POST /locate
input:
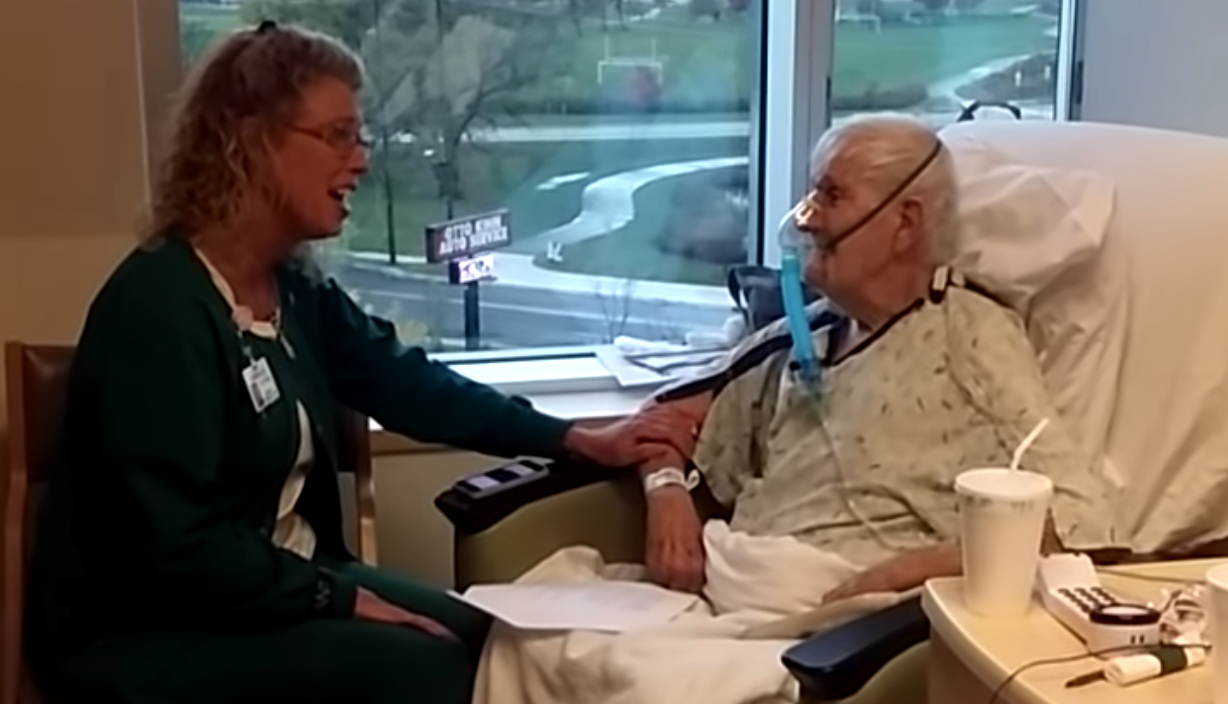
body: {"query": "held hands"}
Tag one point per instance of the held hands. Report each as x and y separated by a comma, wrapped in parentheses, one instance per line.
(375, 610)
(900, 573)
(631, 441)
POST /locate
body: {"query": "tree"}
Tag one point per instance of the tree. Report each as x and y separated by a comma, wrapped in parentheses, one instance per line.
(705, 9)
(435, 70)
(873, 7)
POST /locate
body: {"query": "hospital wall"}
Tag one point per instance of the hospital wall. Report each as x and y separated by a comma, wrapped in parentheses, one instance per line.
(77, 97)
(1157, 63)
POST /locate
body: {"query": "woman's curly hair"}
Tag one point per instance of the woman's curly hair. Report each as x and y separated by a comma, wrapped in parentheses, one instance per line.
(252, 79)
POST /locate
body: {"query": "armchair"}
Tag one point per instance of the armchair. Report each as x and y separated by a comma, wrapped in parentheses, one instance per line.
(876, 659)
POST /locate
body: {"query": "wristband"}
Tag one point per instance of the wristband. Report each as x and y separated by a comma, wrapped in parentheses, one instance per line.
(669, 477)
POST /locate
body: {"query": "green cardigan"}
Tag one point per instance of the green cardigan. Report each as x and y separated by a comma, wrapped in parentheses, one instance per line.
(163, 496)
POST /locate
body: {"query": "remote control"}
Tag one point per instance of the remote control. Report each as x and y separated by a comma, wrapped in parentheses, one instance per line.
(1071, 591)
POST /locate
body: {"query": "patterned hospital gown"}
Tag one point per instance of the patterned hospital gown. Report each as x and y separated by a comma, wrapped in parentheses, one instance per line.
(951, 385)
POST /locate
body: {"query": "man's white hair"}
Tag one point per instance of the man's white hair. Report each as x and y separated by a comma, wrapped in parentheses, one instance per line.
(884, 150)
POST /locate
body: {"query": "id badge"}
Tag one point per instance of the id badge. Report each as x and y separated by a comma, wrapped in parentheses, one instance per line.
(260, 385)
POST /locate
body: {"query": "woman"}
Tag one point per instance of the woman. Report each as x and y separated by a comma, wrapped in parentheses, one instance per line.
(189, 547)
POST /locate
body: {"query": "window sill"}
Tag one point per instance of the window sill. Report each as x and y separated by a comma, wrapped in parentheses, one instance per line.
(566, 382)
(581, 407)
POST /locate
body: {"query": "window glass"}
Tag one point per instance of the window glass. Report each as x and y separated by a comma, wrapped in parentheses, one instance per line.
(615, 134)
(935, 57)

☆ ☆ ☆

**TASK PROMPT:**
Copy every line of the listing above exactly. Leave each picture out.

**TASK SOLUTION:**
POST /locate
input:
body: {"query": "held hands"}
Tag one point per instance of the held hands. Report each as x and y separated by a comma, wrapped in parentheses, one instance per line.
(375, 610)
(900, 573)
(631, 441)
POST /locate
body: {"query": "tree"}
Tag one point per instance of the tree. Report each as x and y separated by a comma, wrapped in parentheses, one instance per line.
(705, 9)
(435, 70)
(873, 7)
POST /locate
body: {"query": "hospital wall"}
Tag one point per instance of the hospital wall. Report each as x and y separated by a comma, wrapped in parentheses, one instance per line.
(77, 97)
(1157, 63)
POST /locate
body: {"query": "woman's curly hair"}
Tag one point per instance of the woman's curly hair. Report each as x and y separated by a comma, wrapped in parentheses, one instance per line.
(252, 79)
POST /locate
body: {"query": "armchair"}
Tag one point per instance of the armchair. Report each as x and y separated by a comma, wrapped in parentheses, one instance per line.
(876, 659)
POST /locate
body: {"query": "wristband"}
Tag one point per instance of the wristband. Report each as x and y separated by a comma, wrapped in parentheses, one instance per line.
(669, 477)
POST /locate
body: {"query": "green cardigan"}
Tag one point per instance of the green cardigan. Report each as x and y separated by a comma, wrapped in parentheses, one instance per line.
(163, 496)
POST /locate
body: {"query": "remote control"}
Tag one point per instance of the remote control. Report each as x and y separated by a comma, wrapped in parentheses, one instance per line.
(1071, 591)
POST /locate
body: {"query": "patterned hospital gown"}
Tag one point per instance of the patterned hospital gown. Report each as x and y separated by a comma, wrapped in parentheses, one instance per line.
(951, 385)
POST /locate
body: {"query": "man's white hair"}
Tag one point per instance of the man's white hair. Report each as x and y separated by a comma, wrapped in parentheses, one instance per line.
(884, 150)
POST /locate
body: {"query": "id badge"}
Tag one point per instance of the id badge. Report each as x and y separated by a comma, wrapped in parentheses, one instance per line.
(260, 385)
POST /locate
body: {"query": "woman"}
Tag one point per instance of the woman. Report each as x and y separated by a comma, wrapped in parentheses, one instance per line.
(189, 547)
POST /locate
body: {"query": "window sill"}
Tag one point per instance of the window sill. Report each as x and y separated by a comma, wrapped in parentheses, one instance per line.
(566, 382)
(581, 407)
POST /locate
body: {"query": "window glass"}
Tag one point per instance of the window glass. Report each as x and y separated by a comma, wrapped in parentheses, one instance per line.
(615, 134)
(935, 57)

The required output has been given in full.